◆ EXERCISE
Transcribe exactly, leaving out pictures, the lines from the one that holds "Query: white and blue race car" through the end of the data below, including both end lines and no others.

*** GIVEN RECORDS Section Begins ***

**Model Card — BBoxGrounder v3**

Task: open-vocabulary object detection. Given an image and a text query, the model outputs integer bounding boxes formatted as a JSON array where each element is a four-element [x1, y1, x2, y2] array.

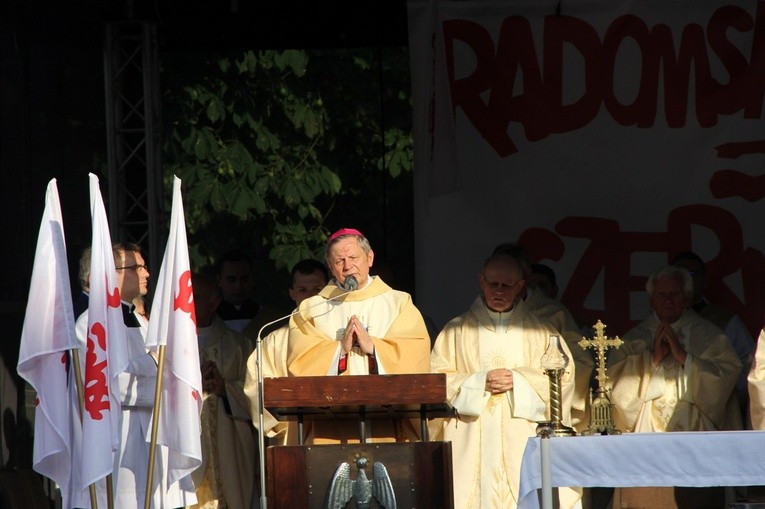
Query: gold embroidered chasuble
[[282, 276, 430, 444], [609, 309, 742, 432]]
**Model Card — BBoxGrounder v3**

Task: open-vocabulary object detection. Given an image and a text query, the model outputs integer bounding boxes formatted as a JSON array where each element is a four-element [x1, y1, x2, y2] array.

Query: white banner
[[17, 179, 78, 504], [81, 174, 128, 487], [409, 0, 765, 336], [146, 176, 202, 486]]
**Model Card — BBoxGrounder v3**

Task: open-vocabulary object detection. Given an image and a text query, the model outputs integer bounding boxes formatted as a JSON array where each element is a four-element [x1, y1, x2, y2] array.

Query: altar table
[[518, 431, 765, 509]]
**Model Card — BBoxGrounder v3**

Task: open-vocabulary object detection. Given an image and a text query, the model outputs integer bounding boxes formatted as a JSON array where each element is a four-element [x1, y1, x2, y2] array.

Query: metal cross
[[578, 320, 623, 387]]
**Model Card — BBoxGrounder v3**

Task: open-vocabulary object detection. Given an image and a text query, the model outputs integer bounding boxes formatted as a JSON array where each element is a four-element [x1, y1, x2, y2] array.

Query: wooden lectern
[[264, 373, 454, 508]]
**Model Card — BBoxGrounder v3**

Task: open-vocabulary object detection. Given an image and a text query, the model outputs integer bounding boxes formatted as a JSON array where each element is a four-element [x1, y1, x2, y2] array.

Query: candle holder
[[539, 334, 576, 437]]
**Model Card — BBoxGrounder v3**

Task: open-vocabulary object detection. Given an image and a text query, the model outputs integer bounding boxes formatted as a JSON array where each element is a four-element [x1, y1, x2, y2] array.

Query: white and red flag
[[146, 176, 203, 485], [17, 179, 79, 501], [79, 173, 129, 487]]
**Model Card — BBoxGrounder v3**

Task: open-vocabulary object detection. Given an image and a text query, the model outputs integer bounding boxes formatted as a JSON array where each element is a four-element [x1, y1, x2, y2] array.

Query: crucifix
[[578, 320, 623, 435]]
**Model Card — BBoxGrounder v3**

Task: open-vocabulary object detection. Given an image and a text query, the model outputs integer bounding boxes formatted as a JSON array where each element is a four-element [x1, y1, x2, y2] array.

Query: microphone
[[342, 275, 358, 291], [255, 279, 357, 343]]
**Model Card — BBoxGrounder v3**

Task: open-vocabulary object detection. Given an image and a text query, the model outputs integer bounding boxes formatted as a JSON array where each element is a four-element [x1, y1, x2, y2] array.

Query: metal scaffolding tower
[[103, 21, 164, 270]]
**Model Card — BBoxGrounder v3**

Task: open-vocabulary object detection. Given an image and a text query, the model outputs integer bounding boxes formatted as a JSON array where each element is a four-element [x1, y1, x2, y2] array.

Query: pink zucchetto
[[327, 228, 364, 243]]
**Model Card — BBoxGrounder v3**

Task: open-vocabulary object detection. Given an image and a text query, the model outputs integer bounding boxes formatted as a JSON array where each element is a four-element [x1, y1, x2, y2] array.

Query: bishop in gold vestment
[[285, 229, 431, 443]]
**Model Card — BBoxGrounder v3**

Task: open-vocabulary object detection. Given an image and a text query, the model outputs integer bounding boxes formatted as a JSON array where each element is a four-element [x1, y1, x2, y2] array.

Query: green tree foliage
[[162, 47, 414, 302], [163, 50, 339, 272]]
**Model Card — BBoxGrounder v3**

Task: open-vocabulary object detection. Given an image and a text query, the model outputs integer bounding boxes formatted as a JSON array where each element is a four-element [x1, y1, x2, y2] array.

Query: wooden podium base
[[267, 441, 453, 508]]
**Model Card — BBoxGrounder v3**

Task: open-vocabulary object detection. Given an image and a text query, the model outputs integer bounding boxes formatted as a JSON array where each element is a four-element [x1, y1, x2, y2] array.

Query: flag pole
[[106, 475, 114, 509], [144, 346, 166, 509], [71, 350, 100, 509]]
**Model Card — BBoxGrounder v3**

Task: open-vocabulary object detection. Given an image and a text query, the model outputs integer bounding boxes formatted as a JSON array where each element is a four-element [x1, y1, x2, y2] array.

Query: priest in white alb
[[431, 251, 581, 509]]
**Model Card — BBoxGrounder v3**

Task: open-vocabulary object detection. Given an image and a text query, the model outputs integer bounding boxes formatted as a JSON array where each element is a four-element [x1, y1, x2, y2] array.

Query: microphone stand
[[255, 313, 292, 509], [254, 276, 357, 509]]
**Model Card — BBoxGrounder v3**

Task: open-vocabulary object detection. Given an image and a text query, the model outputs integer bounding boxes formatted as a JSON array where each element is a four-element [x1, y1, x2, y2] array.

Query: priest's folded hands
[[341, 315, 375, 355], [485, 367, 514, 394], [652, 322, 687, 366]]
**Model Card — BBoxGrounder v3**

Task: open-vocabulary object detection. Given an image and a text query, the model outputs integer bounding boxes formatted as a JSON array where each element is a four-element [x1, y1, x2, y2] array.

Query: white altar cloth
[[518, 431, 765, 509]]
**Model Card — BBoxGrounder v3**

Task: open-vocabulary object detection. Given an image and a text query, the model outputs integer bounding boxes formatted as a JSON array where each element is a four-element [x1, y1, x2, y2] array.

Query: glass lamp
[[540, 335, 576, 437]]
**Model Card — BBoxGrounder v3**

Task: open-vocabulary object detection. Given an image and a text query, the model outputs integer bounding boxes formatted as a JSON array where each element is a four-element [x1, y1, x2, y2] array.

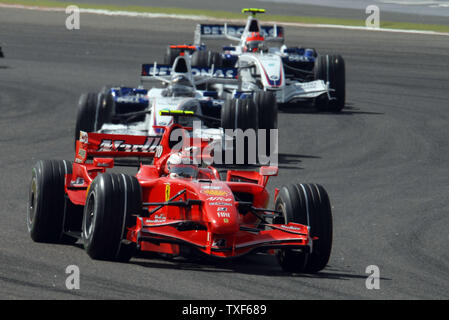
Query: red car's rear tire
[[27, 160, 76, 244]]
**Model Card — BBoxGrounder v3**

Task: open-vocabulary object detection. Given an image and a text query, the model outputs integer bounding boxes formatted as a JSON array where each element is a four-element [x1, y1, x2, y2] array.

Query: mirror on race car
[[259, 166, 278, 176]]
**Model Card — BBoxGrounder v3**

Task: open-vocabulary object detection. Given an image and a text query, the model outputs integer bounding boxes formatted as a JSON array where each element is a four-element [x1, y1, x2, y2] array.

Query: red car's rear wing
[[75, 131, 163, 164], [75, 124, 215, 166]]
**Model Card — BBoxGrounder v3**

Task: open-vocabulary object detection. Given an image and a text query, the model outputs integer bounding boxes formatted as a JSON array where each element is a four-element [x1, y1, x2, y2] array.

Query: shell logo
[[202, 189, 229, 196]]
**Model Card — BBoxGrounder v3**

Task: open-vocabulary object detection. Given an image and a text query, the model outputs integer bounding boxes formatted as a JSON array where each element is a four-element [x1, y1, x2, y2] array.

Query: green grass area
[[2, 0, 449, 33]]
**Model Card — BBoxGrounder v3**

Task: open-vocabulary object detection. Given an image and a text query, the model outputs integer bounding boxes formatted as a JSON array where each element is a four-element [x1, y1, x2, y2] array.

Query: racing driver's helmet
[[165, 74, 195, 97], [244, 32, 265, 52], [165, 152, 199, 179]]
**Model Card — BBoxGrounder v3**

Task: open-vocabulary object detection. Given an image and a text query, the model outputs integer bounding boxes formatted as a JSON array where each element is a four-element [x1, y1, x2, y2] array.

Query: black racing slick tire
[[220, 97, 258, 165], [208, 51, 223, 69], [221, 98, 234, 130], [192, 50, 222, 90], [191, 50, 209, 68], [98, 86, 114, 124], [74, 92, 102, 148], [221, 97, 258, 131], [191, 50, 211, 90], [27, 160, 77, 244], [164, 46, 181, 66], [253, 91, 278, 130], [253, 91, 278, 160], [82, 173, 142, 262], [235, 97, 258, 131], [275, 183, 333, 273], [314, 54, 345, 112]]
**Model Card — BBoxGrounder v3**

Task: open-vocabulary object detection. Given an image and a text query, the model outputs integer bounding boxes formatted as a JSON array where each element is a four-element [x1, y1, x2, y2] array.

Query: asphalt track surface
[[0, 7, 448, 300]]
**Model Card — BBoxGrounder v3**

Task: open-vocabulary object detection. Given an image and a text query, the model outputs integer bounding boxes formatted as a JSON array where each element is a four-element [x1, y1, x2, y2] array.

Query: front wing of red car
[[128, 218, 310, 258]]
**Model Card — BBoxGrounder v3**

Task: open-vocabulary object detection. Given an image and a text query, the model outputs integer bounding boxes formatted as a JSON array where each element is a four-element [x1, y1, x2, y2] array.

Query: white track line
[[1, 3, 448, 36]]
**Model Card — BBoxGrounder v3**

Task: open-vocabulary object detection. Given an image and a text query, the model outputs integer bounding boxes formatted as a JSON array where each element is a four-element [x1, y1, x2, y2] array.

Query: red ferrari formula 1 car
[[27, 123, 332, 273]]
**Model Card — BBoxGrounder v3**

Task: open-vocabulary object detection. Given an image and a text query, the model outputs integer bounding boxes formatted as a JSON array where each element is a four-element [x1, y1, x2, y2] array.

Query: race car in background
[[75, 45, 278, 163], [27, 122, 333, 273], [182, 8, 345, 112]]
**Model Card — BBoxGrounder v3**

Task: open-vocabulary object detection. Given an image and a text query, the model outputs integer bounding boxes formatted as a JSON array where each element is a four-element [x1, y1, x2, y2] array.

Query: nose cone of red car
[[199, 184, 239, 234]]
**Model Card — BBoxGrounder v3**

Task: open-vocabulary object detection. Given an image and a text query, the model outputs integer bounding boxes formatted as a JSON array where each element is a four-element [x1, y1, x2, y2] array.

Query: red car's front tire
[[82, 173, 141, 262], [275, 183, 333, 273]]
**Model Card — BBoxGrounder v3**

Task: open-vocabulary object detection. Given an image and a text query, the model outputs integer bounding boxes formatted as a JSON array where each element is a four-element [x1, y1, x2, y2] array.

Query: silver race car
[[188, 8, 345, 112]]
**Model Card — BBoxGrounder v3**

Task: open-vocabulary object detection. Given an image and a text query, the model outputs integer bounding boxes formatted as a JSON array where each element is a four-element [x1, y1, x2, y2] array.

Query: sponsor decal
[[299, 81, 322, 89], [201, 185, 222, 190], [165, 183, 170, 201], [201, 25, 244, 36], [70, 177, 85, 186], [97, 136, 161, 153], [95, 163, 109, 168], [288, 55, 310, 62], [78, 148, 86, 158], [200, 25, 281, 38], [210, 202, 232, 206], [278, 224, 305, 233], [76, 147, 87, 163], [206, 197, 232, 202], [79, 131, 88, 143], [217, 207, 228, 212], [145, 214, 166, 224], [217, 212, 230, 218], [280, 225, 301, 230], [223, 218, 229, 223], [201, 189, 229, 197], [191, 67, 237, 79], [142, 64, 237, 79], [116, 96, 143, 103], [201, 189, 229, 196]]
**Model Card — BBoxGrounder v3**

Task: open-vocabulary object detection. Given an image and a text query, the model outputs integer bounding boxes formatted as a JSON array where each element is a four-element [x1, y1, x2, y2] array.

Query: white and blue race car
[[183, 8, 345, 112], [74, 46, 277, 163]]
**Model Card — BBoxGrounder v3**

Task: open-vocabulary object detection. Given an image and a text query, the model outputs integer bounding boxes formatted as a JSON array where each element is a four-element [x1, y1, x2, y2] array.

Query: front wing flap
[[130, 218, 310, 258], [276, 80, 333, 103]]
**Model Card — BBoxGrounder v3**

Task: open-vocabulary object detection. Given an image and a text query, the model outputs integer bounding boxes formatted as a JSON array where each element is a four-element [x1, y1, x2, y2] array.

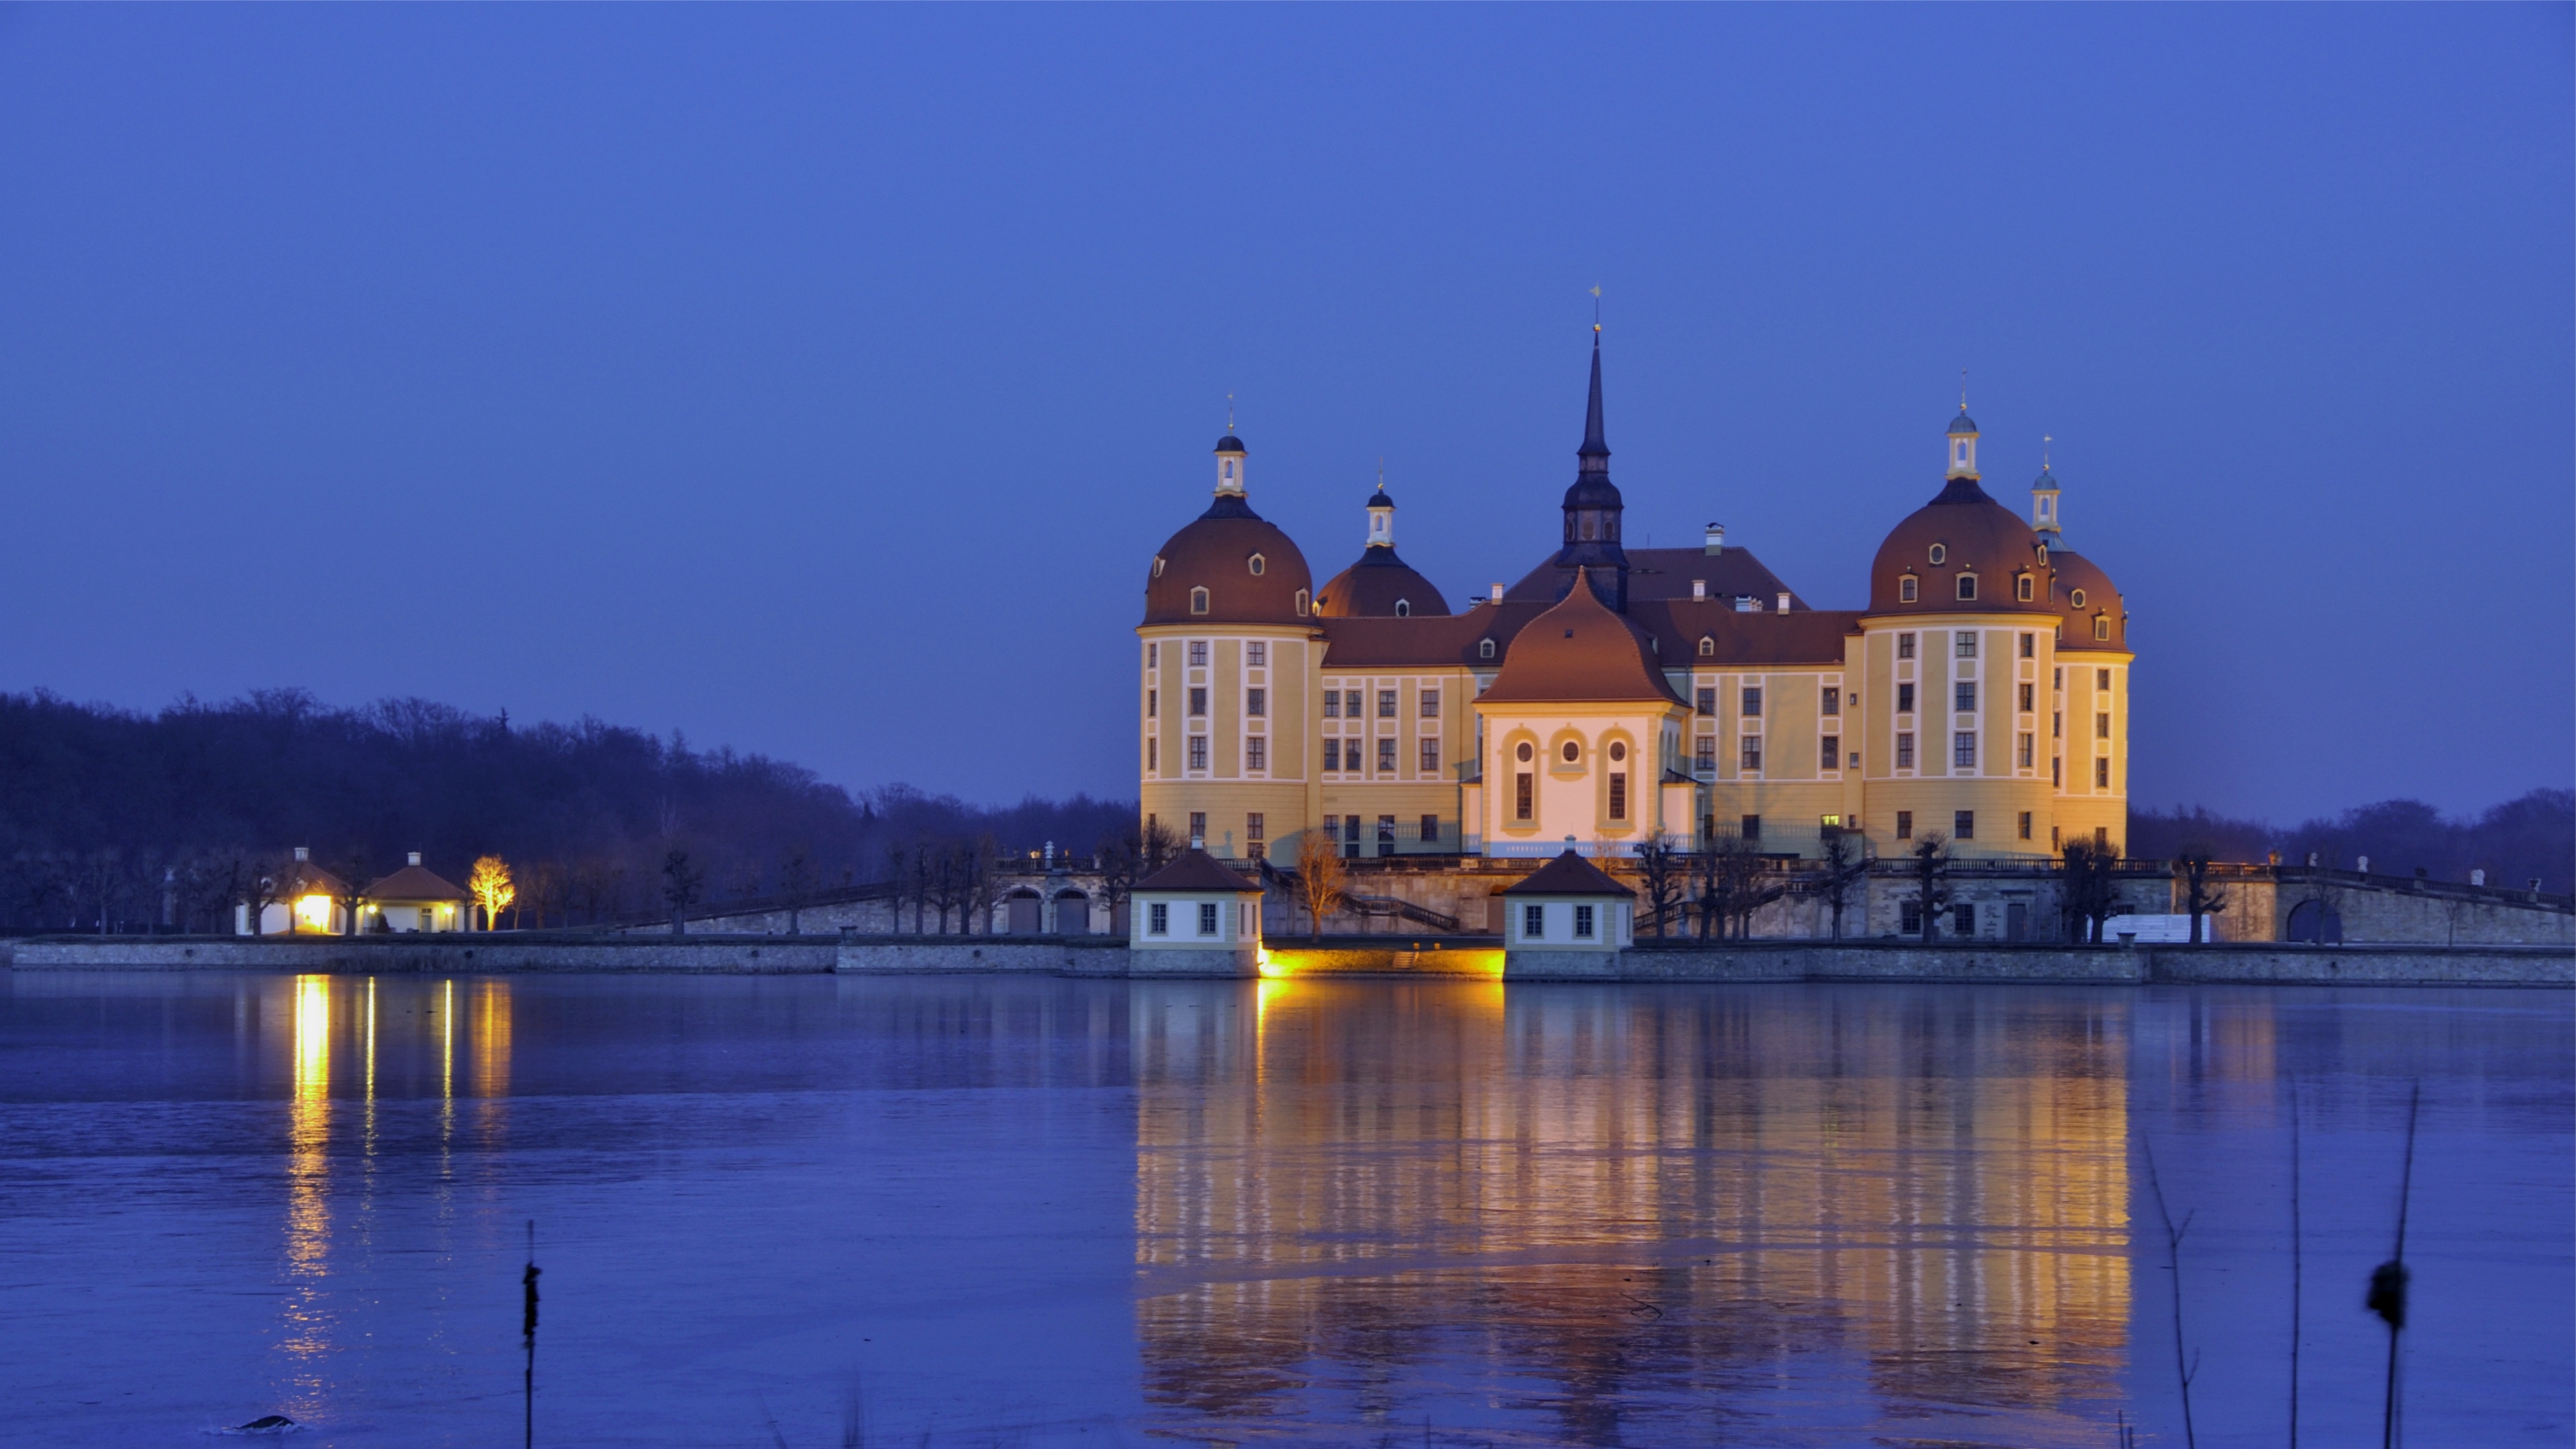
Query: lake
[[0, 971, 2566, 1447]]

*** GIVEN RECORDS Section Ends ***

◆ SOLUTION BELOW
Query: white and blue race car
[[183, 8, 345, 112], [74, 46, 277, 163]]
**Model Card — BBoxGrounder v3**

Task: open-vocabulary object detection. Given an image and a text query, the model outputs integer bounding boxes formatted as a JSON array where each element is a four-element [x1, y1, x2, y2] array.

Query: front wing flap
[[130, 218, 310, 258], [276, 80, 333, 103]]
**Model Card — BBoxGrounder v3**

Task: open-vocabulary object detection. Given an image and a text query, the model outputs integer bounding boxes formatted as a JSON array where each element is a four-element [x1, y1, x2, y2] array.

Query: lake
[[0, 971, 2566, 1447]]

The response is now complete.